→ 原文
'''
毎晩のように警戒警報、空襲警報のサイレンが鳴り、今夜も枕元に鉄兜に防空ずきん、足にはゲートルを巻いたまま床についた。午後十時すぎであろうか警戒警報。ラジオの東部軍管区情報は、「B29編隊関東地区に向かいつつあり」とのことである。間もなく空襲警報。庭に作ってある防空壕にふとんその他を入れ(タンス、重要なものは常時入れてある)蓋をしめ、土をかぶせ、たたいてかためた。
当時父は隣組の組長で、鳶口(とびくち)一丁を持って町会事務所に出て行ったまま。B29の聞き慣れた(?)爆音が頭上に来だした。二階の物干し台に出てみると、花火のように焼夷弾が落ち始めた。ドカーンという破裂音に隣家を見ると、二階家の屋根、床を突きとおして、一階の床でエレクトローン焼夷弾が火を吹いていた。これは危険と思い表に出た。すでに家族の姿は見えなかった。
昭和二十年五月二十六日。
近所の家々から火の手があがり出し、空は赤く、火の粉混じりの突風(今でいうフェーン現象)が吹いていた。
トタン板や、看板などが乱れ飛んで来る中、ちょうど飛んできた掛け布団をかぶり、無意識に人の後について電車通りに出て、青山車庫となりの梨本宮邸の門をくぐり邸内に入った。あとで聞いた話であるが、我々が門を入って間もなく門が焼け、あとからきた人が入れず他に逃げたため、かなりの人が焼死したと聞いた。邸内には立派な鉄筋コンクリート造りの防空壕があり、そばに大きな防火用水があった。梨本宮ご夫妻も見えた。
ふと聞き慣れた声がするので、そばに行くと偶然にも母と末姉ではないか。背中には蚊帳、掛時計などを背負い、手には大きなヤカンを提げていた。お互いの無事を喜びあい、怪我もなかった。のどがカラカラにかわいたが飲み水もなく、防火用水の水をすくって飲んだ(今考えると水はきたなくボーフラがいたかもしれない)。
空襲警報も解除になり、夜も明け火勢もおさまった。
三々五々家路についた。通りには焼死体があちこちにころがっていた。勿論家もあとかたもなく、あたり一面焼け野原。涙一つ出なかった。わが家が燃え落ちるのを見ないだけよかったと思った。
父も戻ってきた。代々木練兵場に避難し、偶然長姉親子(当時隣家に住んでいた)にばったり会ったという。次姉も明治神宮の森に避難し戻ってきた。全員かすり傷一つせず無事であった。近所の人の中には、肩に焼夷弾の直撃を受けた人、奥さんが焼死、一家全員防空壕の中で焼死、行方不明の人、さまざまであった。
煙のため目をやられ、あいていられないくらい。日赤の救護班が巡回し、目薬をさして回っていた。また炊き出しのにぎりめしや毛布が配給になった。防空壕は幸いにも直撃をまぬかれ無事であった。
'''
→ 収集データ
'''
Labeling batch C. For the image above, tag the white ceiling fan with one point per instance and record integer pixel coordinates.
'''
→ 指示
a – 空襲の体験記について、次の(i)〜(iii)が原文と合うかどうかを、それぞれ「はい」か「いいえ」で答え、決め手となる原文の語句をそのまま引用してください。
(i) 父は町会事務所へ出て行った。
(ii) 梨本宮邸の防空壕は木造だった。
(iii) 家族の中に怪我をした者がいた。
b – 空襲の体験記を、最後の一文のあとから書き継いでください。
データの行はここでは使わない。

→ 課題ごとの解答
a –
(i) はい。「鳶口(とびくち)一丁を持って町会事務所に出て行ったまま」
(ii) いいえ。「立派な鉄筋コンクリート造りの防空壕があり」
(iii) いいえ。「全員かすり傷一つせず無事であった」

b –
私の兄(昭和十三年青南小卒、池上学級)は二十歳で応召になり、赤坂一ツ木(元TBS)にある東部〇〇〇〇部隊にいた。当時実家が羅災すると特別外出許可が出るので、私は雑嚢に乾パンを入れ、知らせにいくことになった。交通機関もなく歩いた。途中舗道には焼死体がマネキン人形のようにゴロゴロ。警防団が大八車に死体を山に積んで処理している。表参道の銀行の角には、死体の山。思わず目をそむけ、鼻をつまむ。目的地に着くと勿論焼け野原。衛兵にその旨伝えると「部隊は神田の共立小学校に移動した」とのこと。赤坂見附~三宅坂~九段~神保町と歩きさがしてやっと目的地に。衛兵に面会を申し入れ、しばらくすると「隊長が来るからしばらく待て」と別室に通された。隊長の某少佐が入ってきた。当方は直立不動である。本人が出てこず、一瞬いやな予感がした。
「お前は男の兄弟は何人おるか」
「三人であります」
「よし!お前の兄貴の森木兵長は今暁戦死した。遺体は確認し既に火葬した。両親に一度来るように」
瞬間頭をハンマーで殴られたようであった。出された昼食の麦飯も殆どのどを通らず、戦友に慰められながら、もと来た道を戻った。我が家の焼跡に着き、両親の顔を見るなり、溜まっていたものが一遍に吹きだした。
両親はその様子で察したようで、一部始終を報告した。
その後五月二十九日であったが、横浜の空襲を最後に大規模な空襲は終わったと記憶している。
追記
最近年をとってくると、数日前のことでも忘れることがあるが、不思議に四十数年前のことは、鮮明に記憶しているものである。
私の家は当時、渋谷区金王町五番地。青山車庫前を入り、青山学院のやや渋谷寄りのところにあった。
戦時中のことでもあり、私も当時は血気にはやっており、もし戦争があと半年から一年続いていたならば、兄の敵討ちと、志願していたと思う。間違いなく靖国神社であったろう。戦災から終戦後しばらくの間、住居、食糧には苦労したことはいうまでもない。兄がもし生きていたなら、私の人生は変わっていたかも知れない。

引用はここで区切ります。